(Stored data entries)
------------------------

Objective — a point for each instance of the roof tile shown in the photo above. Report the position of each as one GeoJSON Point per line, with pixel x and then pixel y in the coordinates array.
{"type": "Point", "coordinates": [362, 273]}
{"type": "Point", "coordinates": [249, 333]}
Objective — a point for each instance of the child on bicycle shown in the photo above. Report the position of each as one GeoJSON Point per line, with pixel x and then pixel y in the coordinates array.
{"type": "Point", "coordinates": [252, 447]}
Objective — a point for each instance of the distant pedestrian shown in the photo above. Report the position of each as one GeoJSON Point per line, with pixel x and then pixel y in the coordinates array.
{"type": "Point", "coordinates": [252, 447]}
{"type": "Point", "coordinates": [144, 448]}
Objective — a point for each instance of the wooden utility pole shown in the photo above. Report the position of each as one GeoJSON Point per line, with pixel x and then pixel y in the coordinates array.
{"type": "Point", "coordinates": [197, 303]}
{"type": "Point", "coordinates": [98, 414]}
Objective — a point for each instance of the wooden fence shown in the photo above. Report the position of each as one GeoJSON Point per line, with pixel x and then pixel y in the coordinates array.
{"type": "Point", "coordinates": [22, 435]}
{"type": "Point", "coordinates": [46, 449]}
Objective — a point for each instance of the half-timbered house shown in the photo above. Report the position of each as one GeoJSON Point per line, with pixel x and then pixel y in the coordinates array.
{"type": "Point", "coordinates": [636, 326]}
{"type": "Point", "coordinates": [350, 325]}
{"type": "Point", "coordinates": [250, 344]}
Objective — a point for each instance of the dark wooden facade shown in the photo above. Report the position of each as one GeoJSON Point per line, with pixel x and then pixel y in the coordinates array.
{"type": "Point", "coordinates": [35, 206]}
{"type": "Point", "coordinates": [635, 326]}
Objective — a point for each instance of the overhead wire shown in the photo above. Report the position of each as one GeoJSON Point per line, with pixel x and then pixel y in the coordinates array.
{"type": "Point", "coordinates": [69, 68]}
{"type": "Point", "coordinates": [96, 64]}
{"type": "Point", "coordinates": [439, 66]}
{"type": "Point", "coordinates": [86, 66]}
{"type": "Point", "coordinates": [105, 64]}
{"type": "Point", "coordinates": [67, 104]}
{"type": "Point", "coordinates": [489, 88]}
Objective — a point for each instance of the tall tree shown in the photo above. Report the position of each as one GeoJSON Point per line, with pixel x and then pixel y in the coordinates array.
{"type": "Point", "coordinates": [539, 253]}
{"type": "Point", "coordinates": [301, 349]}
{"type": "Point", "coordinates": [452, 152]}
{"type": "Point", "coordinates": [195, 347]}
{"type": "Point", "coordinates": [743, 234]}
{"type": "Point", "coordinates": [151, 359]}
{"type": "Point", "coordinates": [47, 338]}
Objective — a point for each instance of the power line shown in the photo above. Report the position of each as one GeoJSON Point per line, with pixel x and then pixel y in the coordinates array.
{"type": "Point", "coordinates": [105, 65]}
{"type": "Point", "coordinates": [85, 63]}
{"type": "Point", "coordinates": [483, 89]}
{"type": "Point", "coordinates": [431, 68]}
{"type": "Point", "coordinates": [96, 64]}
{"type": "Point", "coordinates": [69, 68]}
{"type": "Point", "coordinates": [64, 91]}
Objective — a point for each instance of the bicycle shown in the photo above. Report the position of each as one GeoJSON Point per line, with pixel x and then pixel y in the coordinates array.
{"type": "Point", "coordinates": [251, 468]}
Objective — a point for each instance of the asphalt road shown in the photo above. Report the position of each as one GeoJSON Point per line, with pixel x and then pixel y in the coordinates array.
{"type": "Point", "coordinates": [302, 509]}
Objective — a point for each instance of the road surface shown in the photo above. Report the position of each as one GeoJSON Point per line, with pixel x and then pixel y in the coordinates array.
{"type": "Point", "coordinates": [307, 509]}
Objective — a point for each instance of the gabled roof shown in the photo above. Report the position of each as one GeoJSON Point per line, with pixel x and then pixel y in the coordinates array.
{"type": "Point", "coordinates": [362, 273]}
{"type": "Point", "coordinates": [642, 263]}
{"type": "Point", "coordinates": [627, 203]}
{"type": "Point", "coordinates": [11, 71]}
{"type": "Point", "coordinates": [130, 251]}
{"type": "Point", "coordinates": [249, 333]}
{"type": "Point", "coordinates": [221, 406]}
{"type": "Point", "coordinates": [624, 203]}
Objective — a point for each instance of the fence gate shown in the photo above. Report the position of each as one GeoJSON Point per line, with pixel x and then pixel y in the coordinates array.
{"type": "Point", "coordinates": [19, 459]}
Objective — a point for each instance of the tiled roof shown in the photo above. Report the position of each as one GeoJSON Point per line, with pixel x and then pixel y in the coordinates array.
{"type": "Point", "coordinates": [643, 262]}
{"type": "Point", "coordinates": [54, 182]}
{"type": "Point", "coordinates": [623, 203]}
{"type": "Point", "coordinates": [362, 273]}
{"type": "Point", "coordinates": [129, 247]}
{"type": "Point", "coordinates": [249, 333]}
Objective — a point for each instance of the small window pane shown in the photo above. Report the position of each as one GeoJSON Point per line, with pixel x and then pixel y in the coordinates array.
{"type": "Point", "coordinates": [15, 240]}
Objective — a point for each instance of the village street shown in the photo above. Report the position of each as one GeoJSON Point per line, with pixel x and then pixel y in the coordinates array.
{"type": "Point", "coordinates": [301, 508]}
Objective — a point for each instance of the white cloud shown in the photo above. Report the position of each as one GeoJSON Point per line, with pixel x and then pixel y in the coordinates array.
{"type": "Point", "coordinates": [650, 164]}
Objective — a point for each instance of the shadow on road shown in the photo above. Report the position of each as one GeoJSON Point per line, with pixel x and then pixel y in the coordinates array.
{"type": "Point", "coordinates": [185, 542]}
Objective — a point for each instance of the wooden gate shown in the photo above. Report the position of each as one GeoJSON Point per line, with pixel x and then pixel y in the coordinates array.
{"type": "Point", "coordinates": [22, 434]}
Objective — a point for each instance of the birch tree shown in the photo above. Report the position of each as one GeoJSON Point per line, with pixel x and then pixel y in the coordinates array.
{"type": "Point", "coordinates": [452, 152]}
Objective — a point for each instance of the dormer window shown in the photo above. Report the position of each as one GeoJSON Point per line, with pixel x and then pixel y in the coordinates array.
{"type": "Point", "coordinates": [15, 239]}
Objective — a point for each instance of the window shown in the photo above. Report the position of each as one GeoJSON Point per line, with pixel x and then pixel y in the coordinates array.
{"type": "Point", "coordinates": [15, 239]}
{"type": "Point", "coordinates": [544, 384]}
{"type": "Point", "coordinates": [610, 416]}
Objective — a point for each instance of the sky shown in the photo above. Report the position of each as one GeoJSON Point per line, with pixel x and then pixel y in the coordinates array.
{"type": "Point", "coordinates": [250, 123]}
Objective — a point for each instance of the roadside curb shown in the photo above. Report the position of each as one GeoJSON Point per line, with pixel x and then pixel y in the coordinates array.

------------------------

(Your assignment):
All the data needs repeating. Return it exactly.

(Exercise answer):
Objective — a point for each instance of the roof tile shown in the photo above. Report the position of each as one GeoJSON Point per line, with pixel x and then pixel y in the coordinates array.
{"type": "Point", "coordinates": [362, 273]}
{"type": "Point", "coordinates": [249, 333]}
Objective — a point for each instance of the child on bicycle shown in the photo above. Report the position of each as one GeoJSON Point per line, with pixel x and then pixel y in the coordinates array.
{"type": "Point", "coordinates": [252, 447]}
Objective — a point for each instance of the distant pedestrian shown in the photo above. Report the position of each as one GeoJSON Point per line, with pixel x and then pixel y in the coordinates array.
{"type": "Point", "coordinates": [252, 447]}
{"type": "Point", "coordinates": [144, 448]}
Objective — a point for each instance of the wooden utility pole shown in the photo above. Report the position of each as one GeoJSON Point per line, with pixel x and then pixel y in the coordinates array.
{"type": "Point", "coordinates": [197, 303]}
{"type": "Point", "coordinates": [98, 414]}
Objective — a point for each instance of the wooden fence shown in the photo above. Report the position of each as one GeoJSON Point per line, with pixel x and then pixel y in the coordinates array.
{"type": "Point", "coordinates": [22, 435]}
{"type": "Point", "coordinates": [46, 449]}
Objective — a point for each instance of the half-timbered house shown in the photo above. Report the position of each as one GeoJSON Point per line, with pixel x and then pixel y in the coordinates array.
{"type": "Point", "coordinates": [636, 326]}
{"type": "Point", "coordinates": [350, 325]}
{"type": "Point", "coordinates": [250, 344]}
Objective — a point for each instance of the dark wooden facade shown in the photo above. Report the position of each as one GeoJSON Point per line, with pixel x and then pixel y in the coordinates array.
{"type": "Point", "coordinates": [35, 206]}
{"type": "Point", "coordinates": [635, 326]}
Objective — a point for each instance of the overhead wire shown in the photo above. Report the position of each as one GeoJSON Point per line, with pixel x and then pixel y in the coordinates array.
{"type": "Point", "coordinates": [69, 68]}
{"type": "Point", "coordinates": [96, 64]}
{"type": "Point", "coordinates": [439, 66]}
{"type": "Point", "coordinates": [86, 66]}
{"type": "Point", "coordinates": [105, 64]}
{"type": "Point", "coordinates": [67, 104]}
{"type": "Point", "coordinates": [489, 88]}
Objective — a point for each instance of the tall tree shown in the photo above. Report the position of each as one GeoJSON Point per line, with pixel x and then pixel y in the coordinates array.
{"type": "Point", "coordinates": [539, 253]}
{"type": "Point", "coordinates": [301, 349]}
{"type": "Point", "coordinates": [452, 152]}
{"type": "Point", "coordinates": [195, 347]}
{"type": "Point", "coordinates": [743, 234]}
{"type": "Point", "coordinates": [151, 359]}
{"type": "Point", "coordinates": [47, 338]}
Objective — a point for each instance of the power line shown in the photo above. Report the position of each as one GeoJSON Point per line, with pixel x and then pixel y in the coordinates array.
{"type": "Point", "coordinates": [105, 65]}
{"type": "Point", "coordinates": [85, 63]}
{"type": "Point", "coordinates": [483, 89]}
{"type": "Point", "coordinates": [431, 68]}
{"type": "Point", "coordinates": [96, 64]}
{"type": "Point", "coordinates": [69, 68]}
{"type": "Point", "coordinates": [64, 91]}
Objective — a point for each instance of the bicycle shown in the photo above. Report the position of each as one GeoJSON Point per line, with pixel x and then pixel y in the coordinates array.
{"type": "Point", "coordinates": [251, 468]}
Objective — a point for each instance of the asphalt road shown in the photo above. Report the position of each as one GeoJSON Point per line, with pixel x and then pixel y in the coordinates array.
{"type": "Point", "coordinates": [302, 509]}
Objective — a point for each instance of the road surface shown in the photo above. Report the position of each as one GeoJSON Point per line, with pixel x and then pixel y in the coordinates array.
{"type": "Point", "coordinates": [307, 509]}
Objective — a point for each instance of the gabled roof shown in the photo above. Report the position of each as one GeoJSON Point per line, with pixel x and then pixel y in the coordinates array.
{"type": "Point", "coordinates": [362, 273]}
{"type": "Point", "coordinates": [642, 263]}
{"type": "Point", "coordinates": [627, 203]}
{"type": "Point", "coordinates": [11, 71]}
{"type": "Point", "coordinates": [130, 251]}
{"type": "Point", "coordinates": [249, 333]}
{"type": "Point", "coordinates": [221, 406]}
{"type": "Point", "coordinates": [624, 203]}
Objective — a point for each instance of the fence gate shown in the photo above. Report the position of each as one GeoJSON Point per line, with pixel x and then pixel y in the coordinates array.
{"type": "Point", "coordinates": [19, 459]}
Objective — a point for each instance of the tiled roof shown in the photo above. Report the position of each as one GeoJSON Point per line, with pixel x and then pixel y in the coordinates array.
{"type": "Point", "coordinates": [643, 262]}
{"type": "Point", "coordinates": [54, 182]}
{"type": "Point", "coordinates": [623, 203]}
{"type": "Point", "coordinates": [362, 273]}
{"type": "Point", "coordinates": [129, 247]}
{"type": "Point", "coordinates": [249, 333]}
Objective — a point for each instance of the small window pane shown in the photo above. Report the position of each as one GeoJSON Point per line, with pixel x and then pixel y in the coordinates array.
{"type": "Point", "coordinates": [15, 240]}
Objective — a point for each instance of the village street shown in the photo above. Report the position of each as one GeoJSON Point per line, with pixel x and then pixel y in the coordinates array.
{"type": "Point", "coordinates": [301, 508]}
Objective — a point for each instance of the white cloud shown in the photo above. Report the position of each as one GeoJSON Point per line, with pixel x and then pixel y in the coordinates array.
{"type": "Point", "coordinates": [650, 164]}
Objective — a point for each instance of the shadow on road shown in the photo above. Report the position of each as one GeoJSON Point per line, with pixel x and then pixel y in the coordinates array.
{"type": "Point", "coordinates": [185, 542]}
Objective — a point for each instance of the wooden gate shown in the photo above. Report the position of each as one GeoJSON Point per line, with pixel x and then pixel y in the coordinates array.
{"type": "Point", "coordinates": [22, 434]}
Objective — a point for each instance of the birch tree shown in the photo above. Report the position of each as one GeoJSON Point per line, with pixel x and then pixel y in the coordinates array.
{"type": "Point", "coordinates": [452, 152]}
Objective — a point for each instance of the dormer window shown in the photo above. Report the position of each as one GeoJSON Point per line, with pixel x and then pixel y in the coordinates array.
{"type": "Point", "coordinates": [15, 239]}
Objective — a point for each instance of the window shown in the photo above. Report the position of each as one GeoJSON Point per line, with pixel x and then pixel y in the coordinates array.
{"type": "Point", "coordinates": [15, 239]}
{"type": "Point", "coordinates": [544, 384]}
{"type": "Point", "coordinates": [610, 416]}
Objective — a point for each instance of the sky shown in the photo above. Report the position of each as one GeoJSON Point per line, with pixel x and then pixel y in the coordinates array.
{"type": "Point", "coordinates": [250, 123]}
Objective — a point for each instance of the roadside curb shown in the photo above. Report the position of each as one GeoJSON Point per line, with pixel x and then pixel y in the coordinates array.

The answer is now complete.